(This is one of a series of posts on the wage gap.)
So suppose you want to look at the wage gap. The best thing to do is to consider only what happens to young workers without children, right?
This myth, based on an unpublished study by economist June O’Neill, has mainly been propagated by two members of the right-wing Independent Women’s Forum, Diana Furchtgott-Roth and Christine Stolba. A typical example, from an ILF webpage, says: “The ‘wage gap’ frequently mentioned in the press is the result of a crude comparison. This ‘gap’ refers to the average wages of men and women, without regard to important factors such as age, education, occupation, or experience. When those key variables are considered, women earn essentially as much as men. Data from the National Longitudinal Survey of Youth, which does consider these key variables, reveal that among people ages 27 – 33 who have never had a child, women’s earnings are close to 98 percent of men’s.”
(By the way, counting both age and experience, as these folks advocate, is double-counting; age should not effect how much people are paid, except as a proxy for experience).
What other studies say
In fact, it’s not true that studies that account for age, education, occupation and experience - what economists call “human capital” favors – find no wage gap. Blau and Kahn accounted for all these factors and more, but a pay gap still remained. Wood and colleagues’ study of lawyers accounted for all of those factors and more, but again the pay gap wasn’t eliminated. Other scholars who have accounted for human capital differences but still found a substantial pay gap include Bellas, Wellington, Hampton & Heywood, Weinberger, England, Reid & Kilbourne, and Duncan (complete citations to all of these studies can be found at the bottom of this post).
What they miss by ignoring women over age 33
One important difference is in Furchtgott-Roth/Stolba’s unexplained decision to limit their study only to people ages 27-33. As the National Committee on Pay Equity asked, “where does that leave working women who are younger than 27 or older than 33?” It leaves them completely unexamined by the Furchtgott-Roth/Stolba study – which is very convenient, for right-wingers who want to minimize the pay gap.
This method of looking only at young women’s wages is hopelessly flawed. Discrimination in the workforce usually is a matter of “cumulative causation.” Among other things, this means that the effects of discrimination add up over a lifetime. So, for example, losing a single job offer or promotion usually won’t make a big difference; but dozens of such small losses over the course of women’s careers eventually add up to a big wage gap.

+ + + +

### What this exercise asks
- A) Rewrite the wage gap post from "(By the way, counting" through "proxy for experience).", swapping "these folks" for "these writers".
- B) Summarize the wage gap post in two sentences.

### Provided material
+ + + +

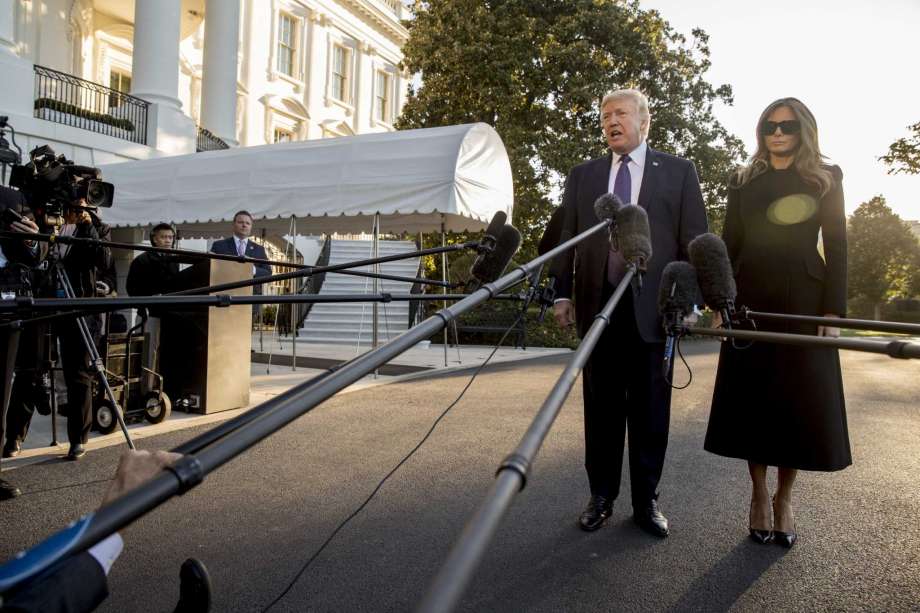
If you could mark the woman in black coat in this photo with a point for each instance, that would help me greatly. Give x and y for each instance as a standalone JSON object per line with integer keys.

+ + + +

### Outputs
- A)
(By the way, counting both age and experience, as these writers advocate, is double-counting; age should not effect how much people are paid, except as a proxy for experience).

- B) The post disputes a claim, drawn from an unpublished study by June O'Neill and spread mainly by Diana Furchtgott-Roth and Christine Stolba of the Independent Women's Forum, that childless women ages 27–33 earn close to 98 percent of what men earn once factors like age, education, occupation and experience are considered. It answers that many studies accounting for these human capital factors still found a pay gap, and that looking only at ages 27–33 misses how the effects of discrimination add up over women's careers.